Could you format the listing below as a JSON list of strings, one string per line, leaving out any blank lines?

○ ○ ○

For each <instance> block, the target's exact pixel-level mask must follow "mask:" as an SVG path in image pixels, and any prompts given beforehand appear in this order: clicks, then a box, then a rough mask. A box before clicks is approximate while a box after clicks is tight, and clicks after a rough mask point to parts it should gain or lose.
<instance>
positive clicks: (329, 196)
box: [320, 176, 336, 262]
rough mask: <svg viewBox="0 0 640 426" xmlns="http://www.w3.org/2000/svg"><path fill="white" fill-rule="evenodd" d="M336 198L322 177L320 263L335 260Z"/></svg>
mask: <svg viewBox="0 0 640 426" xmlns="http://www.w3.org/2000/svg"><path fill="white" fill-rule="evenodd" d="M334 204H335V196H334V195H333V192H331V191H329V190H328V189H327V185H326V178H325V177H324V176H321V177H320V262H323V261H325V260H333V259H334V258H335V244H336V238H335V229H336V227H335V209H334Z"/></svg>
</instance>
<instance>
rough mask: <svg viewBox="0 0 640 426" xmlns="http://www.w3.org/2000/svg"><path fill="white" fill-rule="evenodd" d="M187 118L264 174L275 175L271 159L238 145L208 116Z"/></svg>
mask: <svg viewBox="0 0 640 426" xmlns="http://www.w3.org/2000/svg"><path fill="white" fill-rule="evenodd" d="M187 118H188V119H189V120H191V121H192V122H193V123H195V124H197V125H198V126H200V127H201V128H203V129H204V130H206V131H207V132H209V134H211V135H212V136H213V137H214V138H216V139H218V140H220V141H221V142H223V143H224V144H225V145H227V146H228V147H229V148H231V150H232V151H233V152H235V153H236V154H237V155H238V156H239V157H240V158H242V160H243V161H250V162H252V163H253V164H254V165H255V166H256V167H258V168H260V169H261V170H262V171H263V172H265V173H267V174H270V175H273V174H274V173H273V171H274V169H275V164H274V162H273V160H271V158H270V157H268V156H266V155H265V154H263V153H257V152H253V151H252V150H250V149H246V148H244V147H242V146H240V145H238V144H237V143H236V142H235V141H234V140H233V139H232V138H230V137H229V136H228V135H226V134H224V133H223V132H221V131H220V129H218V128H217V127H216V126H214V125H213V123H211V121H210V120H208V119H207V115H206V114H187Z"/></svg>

○ ○ ○

**Answer for this exercise:**
[
  "For each <instance> block, the target's exact pixel-level mask must follow \"mask:\" as an SVG path in image pixels, and any prompts given beforehand appear in this order: clicks, then a box, then a rough mask. A box before clicks is approximate while a box after clicks is tight, and clicks after a rough mask point to parts it should gain or lose.",
  "<instance>",
  "positive clicks: (329, 196)",
  "box: [320, 176, 336, 262]",
  "rough mask: <svg viewBox=\"0 0 640 426\" xmlns=\"http://www.w3.org/2000/svg\"><path fill=\"white\" fill-rule=\"evenodd\" d=\"M336 198L322 177L320 263L335 260Z\"/></svg>",
  "mask: <svg viewBox=\"0 0 640 426\" xmlns=\"http://www.w3.org/2000/svg\"><path fill=\"white\" fill-rule=\"evenodd\" d=\"M334 204H335V196H334V195H333V192H331V191H329V190H328V189H327V185H326V178H325V177H324V176H321V177H320V262H323V261H325V260H333V259H334V258H335V244H336V238H335V229H336V227H335V209H334Z\"/></svg>",
  "</instance>",
  "<instance>",
  "rough mask: <svg viewBox=\"0 0 640 426\" xmlns=\"http://www.w3.org/2000/svg\"><path fill=\"white\" fill-rule=\"evenodd\" d=\"M187 118L264 174L275 175L271 159L238 145L208 116Z\"/></svg>",
  "mask: <svg viewBox=\"0 0 640 426\" xmlns=\"http://www.w3.org/2000/svg\"><path fill=\"white\" fill-rule=\"evenodd\" d=\"M187 118H188V119H189V120H191V121H192V122H193V123H195V124H197V125H198V126H200V127H201V128H203V129H204V130H206V131H207V132H209V134H211V135H212V136H213V137H214V138H216V139H218V140H220V141H221V142H223V143H224V144H225V145H227V146H228V147H229V148H231V150H232V151H233V152H235V153H236V154H237V155H238V156H239V157H240V158H242V160H243V161H250V162H252V163H253V164H254V165H255V166H256V167H258V168H260V169H261V170H262V171H263V172H265V173H267V174H270V175H273V174H274V173H273V171H274V169H275V164H274V162H273V160H271V158H270V157H268V156H266V155H265V154H263V153H257V152H253V151H252V150H250V149H246V148H244V147H242V146H240V145H238V144H237V143H236V142H235V141H234V140H233V139H232V138H230V137H229V136H228V135H226V134H224V133H223V132H221V131H220V129H218V128H217V127H216V126H214V125H213V123H211V121H210V120H208V119H207V115H206V114H187Z\"/></svg>"
]